GIVEN REQUEST: Quote all of the entries below verbatim, leaving out the pictures.

====== DATA PROVIDED ======

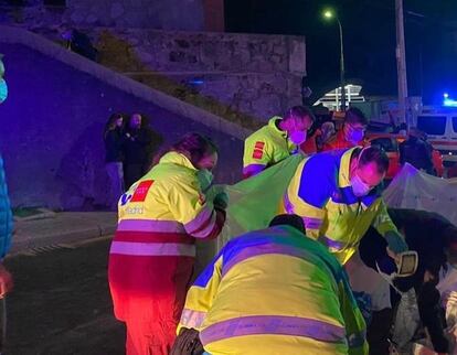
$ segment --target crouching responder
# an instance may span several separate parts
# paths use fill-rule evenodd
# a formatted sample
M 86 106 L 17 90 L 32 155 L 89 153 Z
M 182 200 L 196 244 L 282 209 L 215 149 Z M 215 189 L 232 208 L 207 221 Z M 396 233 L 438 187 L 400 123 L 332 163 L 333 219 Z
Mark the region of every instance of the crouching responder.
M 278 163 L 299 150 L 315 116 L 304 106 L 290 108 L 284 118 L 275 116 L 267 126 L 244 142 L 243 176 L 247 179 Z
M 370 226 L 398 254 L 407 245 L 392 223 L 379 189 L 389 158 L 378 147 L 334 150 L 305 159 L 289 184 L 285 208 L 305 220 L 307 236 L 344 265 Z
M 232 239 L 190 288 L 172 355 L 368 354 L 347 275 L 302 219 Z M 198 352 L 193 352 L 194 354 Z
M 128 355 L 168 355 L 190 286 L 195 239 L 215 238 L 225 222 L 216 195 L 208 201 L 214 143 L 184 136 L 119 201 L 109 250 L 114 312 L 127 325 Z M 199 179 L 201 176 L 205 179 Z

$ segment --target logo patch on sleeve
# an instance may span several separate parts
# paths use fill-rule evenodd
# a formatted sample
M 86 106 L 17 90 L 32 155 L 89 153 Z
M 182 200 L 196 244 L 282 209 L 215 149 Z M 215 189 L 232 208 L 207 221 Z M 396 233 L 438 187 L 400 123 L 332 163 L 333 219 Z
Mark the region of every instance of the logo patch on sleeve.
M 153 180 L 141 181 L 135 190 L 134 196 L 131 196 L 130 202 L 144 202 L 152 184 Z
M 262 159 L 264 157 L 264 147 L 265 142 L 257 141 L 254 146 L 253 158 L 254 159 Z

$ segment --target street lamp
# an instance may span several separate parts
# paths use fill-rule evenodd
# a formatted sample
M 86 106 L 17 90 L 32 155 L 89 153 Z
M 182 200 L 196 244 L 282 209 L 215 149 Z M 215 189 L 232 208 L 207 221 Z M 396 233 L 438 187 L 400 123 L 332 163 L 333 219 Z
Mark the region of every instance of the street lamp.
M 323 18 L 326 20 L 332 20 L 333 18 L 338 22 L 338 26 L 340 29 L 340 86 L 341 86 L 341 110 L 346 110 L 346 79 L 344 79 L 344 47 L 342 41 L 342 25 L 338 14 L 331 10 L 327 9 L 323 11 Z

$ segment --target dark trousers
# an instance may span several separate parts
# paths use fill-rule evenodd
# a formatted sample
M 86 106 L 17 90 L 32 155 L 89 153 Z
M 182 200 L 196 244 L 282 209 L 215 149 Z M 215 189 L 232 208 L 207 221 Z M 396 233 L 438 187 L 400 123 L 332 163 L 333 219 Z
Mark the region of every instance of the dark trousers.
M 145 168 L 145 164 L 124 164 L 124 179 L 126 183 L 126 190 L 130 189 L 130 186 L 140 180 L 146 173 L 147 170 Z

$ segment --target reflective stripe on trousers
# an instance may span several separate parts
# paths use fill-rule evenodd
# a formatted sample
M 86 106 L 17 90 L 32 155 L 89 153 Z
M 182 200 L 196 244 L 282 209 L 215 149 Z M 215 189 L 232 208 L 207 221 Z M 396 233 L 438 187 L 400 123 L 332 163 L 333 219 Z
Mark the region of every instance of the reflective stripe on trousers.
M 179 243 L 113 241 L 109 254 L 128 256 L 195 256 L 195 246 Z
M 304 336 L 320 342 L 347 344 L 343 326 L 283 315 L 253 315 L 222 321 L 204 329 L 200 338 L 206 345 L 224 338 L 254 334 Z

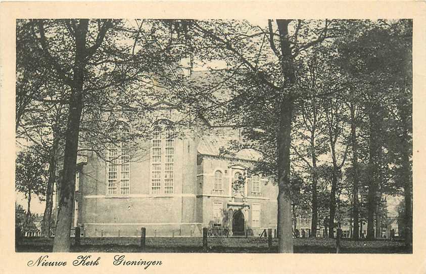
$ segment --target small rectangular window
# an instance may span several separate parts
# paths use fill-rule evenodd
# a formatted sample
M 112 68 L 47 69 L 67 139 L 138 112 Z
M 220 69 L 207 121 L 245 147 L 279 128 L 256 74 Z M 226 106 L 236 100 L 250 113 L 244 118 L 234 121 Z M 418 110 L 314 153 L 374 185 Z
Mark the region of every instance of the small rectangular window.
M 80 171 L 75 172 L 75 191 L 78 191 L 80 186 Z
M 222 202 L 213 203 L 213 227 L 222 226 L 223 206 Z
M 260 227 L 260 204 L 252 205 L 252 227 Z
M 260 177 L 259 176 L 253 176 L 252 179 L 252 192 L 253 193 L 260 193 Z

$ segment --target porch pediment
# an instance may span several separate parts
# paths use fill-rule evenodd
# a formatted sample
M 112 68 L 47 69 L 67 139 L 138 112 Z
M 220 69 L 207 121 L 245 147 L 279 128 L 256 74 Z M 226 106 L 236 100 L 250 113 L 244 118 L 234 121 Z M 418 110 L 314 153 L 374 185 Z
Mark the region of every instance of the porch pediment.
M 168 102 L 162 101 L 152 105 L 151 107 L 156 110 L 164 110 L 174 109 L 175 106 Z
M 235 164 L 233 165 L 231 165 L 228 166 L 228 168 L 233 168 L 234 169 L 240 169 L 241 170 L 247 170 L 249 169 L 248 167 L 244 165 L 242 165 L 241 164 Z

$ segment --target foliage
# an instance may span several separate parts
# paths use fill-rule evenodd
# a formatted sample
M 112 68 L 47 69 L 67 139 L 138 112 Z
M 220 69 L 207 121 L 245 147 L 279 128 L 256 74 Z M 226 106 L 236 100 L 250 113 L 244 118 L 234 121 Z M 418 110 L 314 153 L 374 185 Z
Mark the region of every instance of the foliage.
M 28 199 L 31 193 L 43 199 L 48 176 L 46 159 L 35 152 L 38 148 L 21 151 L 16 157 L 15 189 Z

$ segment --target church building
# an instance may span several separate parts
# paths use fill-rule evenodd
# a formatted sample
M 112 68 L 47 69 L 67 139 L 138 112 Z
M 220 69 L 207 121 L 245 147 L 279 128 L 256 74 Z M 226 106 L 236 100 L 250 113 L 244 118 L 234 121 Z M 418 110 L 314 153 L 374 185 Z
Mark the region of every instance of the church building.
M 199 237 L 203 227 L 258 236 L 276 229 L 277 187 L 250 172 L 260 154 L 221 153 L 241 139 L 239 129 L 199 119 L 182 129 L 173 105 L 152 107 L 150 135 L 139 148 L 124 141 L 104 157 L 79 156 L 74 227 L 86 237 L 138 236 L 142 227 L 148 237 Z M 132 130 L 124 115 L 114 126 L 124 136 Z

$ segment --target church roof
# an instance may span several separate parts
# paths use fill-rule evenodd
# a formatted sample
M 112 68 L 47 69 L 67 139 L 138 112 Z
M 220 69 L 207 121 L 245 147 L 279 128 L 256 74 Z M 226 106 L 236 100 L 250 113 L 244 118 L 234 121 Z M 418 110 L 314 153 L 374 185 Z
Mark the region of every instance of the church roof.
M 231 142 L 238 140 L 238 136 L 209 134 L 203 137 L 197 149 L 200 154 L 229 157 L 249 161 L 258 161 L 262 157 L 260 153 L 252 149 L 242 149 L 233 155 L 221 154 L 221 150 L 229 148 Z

======

PROBLEM SOLUTION:
$ segment --target crouching responder
# an instance may span several separate parts
# paths use fill-rule evenodd
# a formatted sample
M 86 106 L 17 90 L 32 155 L 89 153 Z
M 182 200 L 196 244 L 282 209 L 215 149 Z M 215 189 L 232 208 L 207 221 Z M 396 233 L 438 187 L 400 123 L 332 163 L 333 219 Z
Mark the region of every instance of the crouching responder.
M 278 163 L 299 150 L 315 116 L 304 106 L 290 108 L 284 118 L 275 116 L 267 126 L 244 142 L 243 176 L 247 179 Z
M 370 226 L 398 254 L 407 245 L 392 223 L 379 189 L 389 158 L 378 147 L 334 150 L 305 159 L 289 184 L 285 208 L 305 220 L 307 236 L 344 265 Z
M 232 239 L 190 288 L 172 355 L 368 354 L 347 275 L 302 219 Z M 198 352 L 193 352 L 194 354 Z
M 128 355 L 168 355 L 190 286 L 195 239 L 215 238 L 225 222 L 216 195 L 208 201 L 214 143 L 184 136 L 119 201 L 109 250 L 114 312 L 127 325 Z M 199 179 L 201 176 L 205 179 Z

$ segment --target logo patch on sleeve
# an instance may span several separate parts
# paths use fill-rule evenodd
# a formatted sample
M 86 106 L 17 90 L 32 155 L 89 153 Z
M 182 200 L 196 244 L 282 209 L 215 149 Z M 215 189 L 232 208 L 207 221 Z M 396 233 L 438 187 L 400 123 L 332 163 L 333 219 Z
Mark the region of every instance of the logo patch on sleeve.
M 153 180 L 141 181 L 135 190 L 134 196 L 131 196 L 130 202 L 144 202 L 152 184 Z
M 262 159 L 264 157 L 264 147 L 265 142 L 257 141 L 254 146 L 253 158 L 254 159 Z

$ segment --target street lamp
# an instance may span several separate parts
# paths use fill-rule evenodd
# a formatted sample
M 86 106 L 17 90 L 32 155 L 89 153 Z
M 182 200 L 196 244 L 282 209 L 215 149 Z M 215 189 L 232 208 L 207 221 Z M 396 233 L 438 187 L 400 123 L 332 163 L 333 219 Z
Mark the region of every instance of the street lamp.
M 323 18 L 326 20 L 332 20 L 333 18 L 338 22 L 338 26 L 340 29 L 340 86 L 341 86 L 341 110 L 346 110 L 346 79 L 344 79 L 344 47 L 342 41 L 342 25 L 338 14 L 331 10 L 327 9 L 323 11 Z

$ segment --target dark trousers
# an instance may span several separate parts
# paths use fill-rule evenodd
# a formatted sample
M 86 106 L 17 90 L 32 155 L 89 153 Z
M 182 200 L 196 244 L 282 209 L 215 149 Z M 215 189 L 232 208 L 207 221 Z M 396 233 L 438 187 L 400 123 L 332 163 L 333 219 Z
Mark the region of every instance of the dark trousers.
M 145 168 L 145 164 L 124 164 L 124 179 L 126 183 L 126 190 L 130 189 L 130 186 L 140 180 L 146 173 L 147 170 Z

$ segment --target reflective stripe on trousers
# an instance may span several separate parts
# paths use fill-rule evenodd
# a formatted sample
M 86 106 L 17 90 L 32 155 L 89 153 Z
M 182 200 L 196 244 L 282 209 L 215 149 Z M 215 189 L 232 208 L 207 221 Z M 396 233 L 438 187 L 400 123 L 332 163 L 333 219 Z
Mark the region of every instance of the reflective stripe on trousers.
M 179 243 L 113 241 L 109 254 L 128 256 L 195 256 L 195 246 Z
M 304 336 L 320 342 L 347 344 L 343 326 L 283 315 L 253 315 L 222 321 L 204 329 L 200 338 L 206 345 L 224 338 L 254 334 Z

$ segment --target small rectangular window
# an instance may span several separate parts
# paths use fill-rule evenodd
# a formatted sample
M 112 68 L 47 69 L 67 139 L 138 112 Z
M 220 69 L 207 121 L 245 147 L 279 128 L 256 74 Z M 226 106 L 236 100 L 250 113 L 244 118 L 234 121 Z M 418 110 L 314 153 L 374 185 Z
Mark the region of every instance of the small rectangular window.
M 80 171 L 75 172 L 75 191 L 78 191 L 80 186 Z
M 222 202 L 213 203 L 213 227 L 222 226 L 223 206 Z
M 260 227 L 260 204 L 252 205 L 252 227 Z
M 260 177 L 259 176 L 253 176 L 252 179 L 252 192 L 253 193 L 260 193 Z

$ segment --target porch pediment
# an instance may span several separate parts
# paths use fill-rule evenodd
# a formatted sample
M 112 68 L 47 69 L 67 139 L 138 112 Z
M 220 69 L 207 121 L 245 147 L 279 128 L 256 74 Z M 226 106 L 236 100 L 250 113 L 244 118 L 234 121 Z M 418 110 L 314 153 L 374 185 Z
Mark the region of every instance of the porch pediment.
M 168 102 L 162 101 L 152 105 L 151 107 L 156 110 L 164 110 L 174 109 L 175 106 Z
M 235 164 L 233 165 L 231 165 L 228 166 L 228 168 L 233 168 L 234 169 L 240 169 L 241 170 L 247 170 L 249 169 L 248 167 L 244 165 L 242 165 L 241 164 Z

$ segment --target foliage
# an instance may span several separate parts
# paths use fill-rule evenodd
# a formatted sample
M 112 68 L 47 69 L 67 139 L 138 112 Z
M 220 69 L 207 121 L 245 147 L 279 128 L 256 74 Z M 226 106 L 236 100 L 250 113 L 244 118 L 234 121 Z M 418 110 L 314 153 L 374 185 Z
Mark the region of every instance of the foliage.
M 28 199 L 31 193 L 43 199 L 48 176 L 46 159 L 35 152 L 38 148 L 21 151 L 16 157 L 15 189 Z

$ segment --target church building
# an instance may span several separate parts
# paths use fill-rule evenodd
# a formatted sample
M 112 68 L 47 69 L 67 139 L 138 112 Z
M 220 69 L 207 121 L 245 147 L 279 128 L 256 74 Z M 226 106 L 236 100 L 250 113 L 244 118 L 234 121 Z M 418 110 L 314 153 L 374 185 Z
Mark the region of every instance of the church building.
M 199 237 L 203 227 L 258 236 L 276 229 L 277 187 L 250 172 L 260 154 L 221 153 L 241 139 L 239 129 L 199 119 L 182 129 L 173 105 L 152 107 L 150 135 L 139 148 L 124 141 L 104 157 L 79 156 L 74 227 L 86 237 L 138 236 L 142 227 L 148 237 Z M 132 130 L 124 115 L 114 126 L 124 136 Z

$ segment --target church roof
# an instance may span several separate parts
# paths use fill-rule evenodd
# a formatted sample
M 112 68 L 47 69 L 67 139 L 138 112 Z
M 220 69 L 207 121 L 245 147 L 279 128 L 256 74 Z M 226 106 L 236 100 L 250 113 L 244 118 L 234 121 Z M 418 110 L 314 153 L 374 185 Z
Mark the region of every instance of the church roof.
M 231 142 L 238 140 L 238 136 L 209 134 L 203 137 L 197 149 L 200 154 L 229 157 L 249 161 L 258 161 L 262 157 L 260 153 L 252 149 L 242 149 L 233 155 L 221 154 L 221 150 L 229 148 Z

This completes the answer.